— Directions for this task —
Copy out each line below that contains the word "building".
════════════════
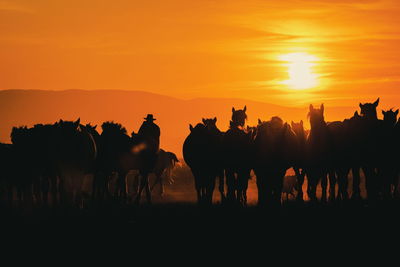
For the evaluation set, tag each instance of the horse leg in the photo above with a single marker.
(145, 179)
(210, 189)
(230, 182)
(356, 194)
(312, 182)
(343, 183)
(260, 180)
(332, 185)
(324, 187)
(370, 183)
(221, 185)
(300, 182)
(278, 187)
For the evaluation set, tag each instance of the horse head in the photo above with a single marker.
(198, 129)
(19, 135)
(210, 123)
(390, 117)
(113, 129)
(298, 128)
(316, 116)
(239, 117)
(368, 110)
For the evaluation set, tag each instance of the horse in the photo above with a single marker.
(7, 169)
(237, 157)
(319, 147)
(387, 169)
(369, 131)
(165, 164)
(273, 149)
(200, 152)
(299, 154)
(55, 156)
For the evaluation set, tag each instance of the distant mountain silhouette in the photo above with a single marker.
(28, 107)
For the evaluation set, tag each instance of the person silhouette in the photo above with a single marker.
(149, 135)
(149, 132)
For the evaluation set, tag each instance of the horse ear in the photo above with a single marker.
(376, 102)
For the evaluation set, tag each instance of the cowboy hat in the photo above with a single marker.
(149, 117)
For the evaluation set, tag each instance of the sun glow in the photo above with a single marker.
(300, 70)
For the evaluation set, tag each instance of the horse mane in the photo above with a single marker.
(113, 128)
(18, 132)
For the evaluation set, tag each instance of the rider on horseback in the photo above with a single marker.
(149, 133)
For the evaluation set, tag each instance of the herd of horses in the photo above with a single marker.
(329, 151)
(50, 164)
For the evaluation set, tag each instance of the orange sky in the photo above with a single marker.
(204, 48)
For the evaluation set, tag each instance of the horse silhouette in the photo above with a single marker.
(8, 168)
(369, 150)
(200, 152)
(116, 156)
(387, 169)
(274, 147)
(237, 157)
(54, 156)
(318, 152)
(299, 166)
(165, 164)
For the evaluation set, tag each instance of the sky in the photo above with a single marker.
(349, 49)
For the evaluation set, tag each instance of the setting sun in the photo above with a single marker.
(300, 70)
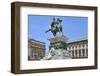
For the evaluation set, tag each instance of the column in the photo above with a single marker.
(74, 53)
(77, 53)
(85, 52)
(71, 53)
(81, 53)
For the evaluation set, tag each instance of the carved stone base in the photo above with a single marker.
(58, 42)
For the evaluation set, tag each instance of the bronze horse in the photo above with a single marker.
(55, 27)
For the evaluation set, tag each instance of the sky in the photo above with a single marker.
(74, 27)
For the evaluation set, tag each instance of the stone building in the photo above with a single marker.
(78, 48)
(36, 49)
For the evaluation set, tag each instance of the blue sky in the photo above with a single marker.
(73, 27)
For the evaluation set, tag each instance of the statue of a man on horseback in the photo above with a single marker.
(55, 27)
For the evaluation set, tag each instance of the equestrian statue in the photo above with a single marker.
(56, 27)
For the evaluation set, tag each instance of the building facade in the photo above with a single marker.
(36, 49)
(78, 49)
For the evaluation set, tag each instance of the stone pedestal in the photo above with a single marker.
(58, 42)
(58, 48)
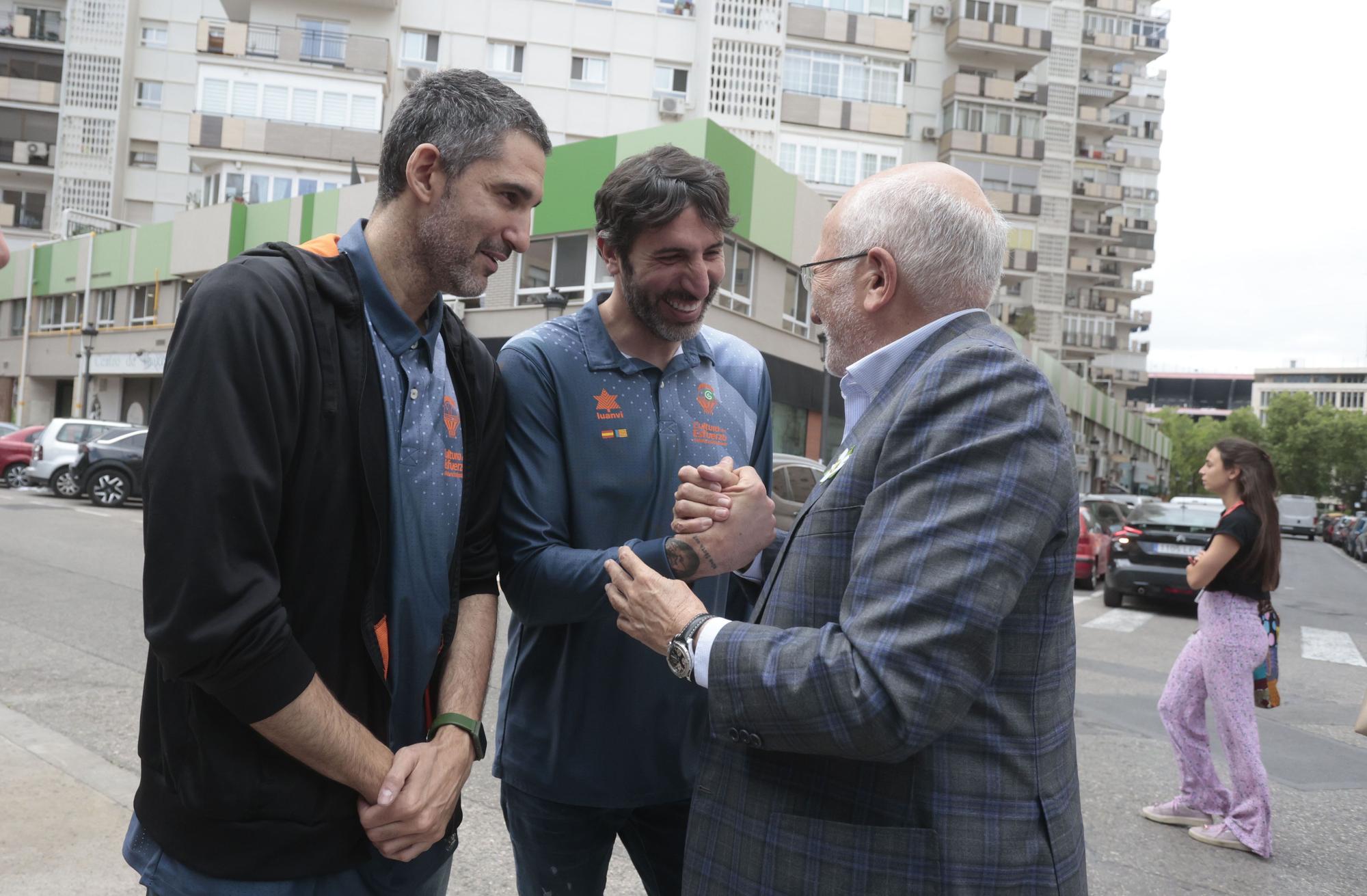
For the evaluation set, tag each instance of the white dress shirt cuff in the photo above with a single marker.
(706, 636)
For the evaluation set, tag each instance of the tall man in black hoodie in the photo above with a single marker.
(323, 480)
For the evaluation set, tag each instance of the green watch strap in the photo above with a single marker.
(474, 727)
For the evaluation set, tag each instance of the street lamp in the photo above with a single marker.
(88, 335)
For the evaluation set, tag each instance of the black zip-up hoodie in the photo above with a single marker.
(267, 556)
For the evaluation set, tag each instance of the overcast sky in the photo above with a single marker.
(1262, 245)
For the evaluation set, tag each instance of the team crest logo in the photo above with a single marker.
(450, 416)
(707, 396)
(608, 406)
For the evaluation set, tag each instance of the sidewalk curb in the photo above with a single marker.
(69, 757)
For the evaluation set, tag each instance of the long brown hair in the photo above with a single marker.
(1258, 489)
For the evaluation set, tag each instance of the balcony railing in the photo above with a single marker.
(963, 33)
(993, 144)
(355, 52)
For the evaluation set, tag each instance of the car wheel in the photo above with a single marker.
(110, 489)
(14, 476)
(65, 484)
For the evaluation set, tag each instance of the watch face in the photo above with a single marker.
(681, 663)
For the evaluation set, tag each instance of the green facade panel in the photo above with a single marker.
(110, 262)
(267, 221)
(152, 252)
(573, 174)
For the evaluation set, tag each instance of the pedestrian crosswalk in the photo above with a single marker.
(1324, 645)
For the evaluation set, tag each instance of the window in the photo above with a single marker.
(59, 312)
(569, 262)
(105, 308)
(844, 77)
(143, 154)
(505, 59)
(419, 46)
(323, 40)
(148, 94)
(671, 79)
(796, 308)
(215, 97)
(143, 310)
(588, 70)
(740, 275)
(154, 33)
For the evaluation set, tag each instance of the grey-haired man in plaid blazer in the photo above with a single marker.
(897, 714)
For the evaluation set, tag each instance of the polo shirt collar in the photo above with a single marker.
(604, 354)
(394, 328)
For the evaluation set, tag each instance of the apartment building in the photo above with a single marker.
(1331, 387)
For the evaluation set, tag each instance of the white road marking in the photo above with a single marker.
(1331, 647)
(1120, 619)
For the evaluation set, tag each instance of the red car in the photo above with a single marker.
(1093, 551)
(17, 454)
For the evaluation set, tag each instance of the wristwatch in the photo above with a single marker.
(680, 652)
(471, 726)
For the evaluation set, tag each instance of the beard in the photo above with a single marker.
(646, 305)
(449, 247)
(848, 335)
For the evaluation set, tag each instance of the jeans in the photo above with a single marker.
(565, 850)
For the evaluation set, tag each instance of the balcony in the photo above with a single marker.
(1004, 44)
(876, 31)
(1097, 120)
(47, 27)
(992, 144)
(1101, 86)
(982, 86)
(285, 138)
(847, 115)
(1105, 228)
(1015, 202)
(304, 46)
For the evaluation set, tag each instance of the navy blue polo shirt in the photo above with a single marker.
(595, 442)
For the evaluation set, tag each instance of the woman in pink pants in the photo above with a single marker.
(1238, 570)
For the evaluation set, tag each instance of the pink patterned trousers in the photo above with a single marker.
(1219, 663)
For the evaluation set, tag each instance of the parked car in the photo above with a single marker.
(1153, 549)
(17, 454)
(55, 452)
(795, 478)
(1298, 515)
(1109, 514)
(110, 469)
(1094, 551)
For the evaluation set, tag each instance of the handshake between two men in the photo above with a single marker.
(724, 518)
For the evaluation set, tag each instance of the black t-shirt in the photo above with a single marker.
(1242, 525)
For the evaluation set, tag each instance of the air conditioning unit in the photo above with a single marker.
(672, 107)
(31, 153)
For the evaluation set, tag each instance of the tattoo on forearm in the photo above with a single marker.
(683, 559)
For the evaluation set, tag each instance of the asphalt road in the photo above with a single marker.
(72, 659)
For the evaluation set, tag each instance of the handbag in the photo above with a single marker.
(1265, 677)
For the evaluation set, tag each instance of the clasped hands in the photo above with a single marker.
(722, 519)
(419, 796)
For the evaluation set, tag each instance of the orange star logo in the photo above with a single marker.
(608, 402)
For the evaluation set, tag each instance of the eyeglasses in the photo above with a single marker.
(806, 271)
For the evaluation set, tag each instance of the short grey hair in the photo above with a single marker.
(465, 113)
(948, 249)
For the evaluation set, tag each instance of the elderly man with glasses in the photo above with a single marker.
(896, 716)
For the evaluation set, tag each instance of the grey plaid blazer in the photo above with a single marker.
(897, 718)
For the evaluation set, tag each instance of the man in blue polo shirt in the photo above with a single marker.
(604, 409)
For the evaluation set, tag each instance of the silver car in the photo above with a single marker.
(57, 451)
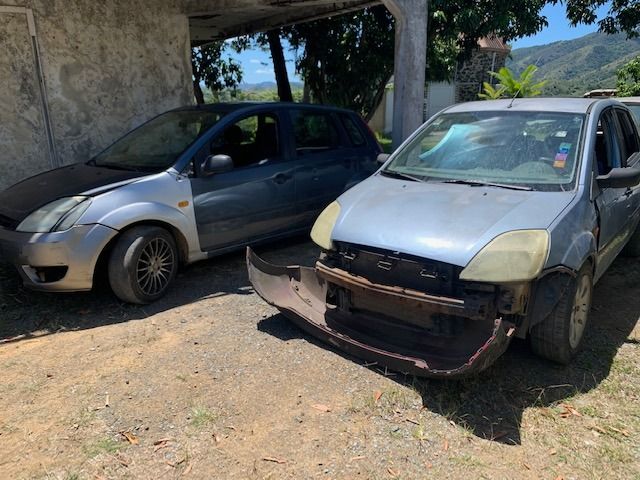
════════════════
— Right answer —
For the evaluation set, tag each instance of the stone building in the photo above with a single marker.
For the evaluation set, tag each instance of the building facade in the photo above with a single marker.
For the evaluation set, tag each instance of the apartment building in the photo above with a single marker.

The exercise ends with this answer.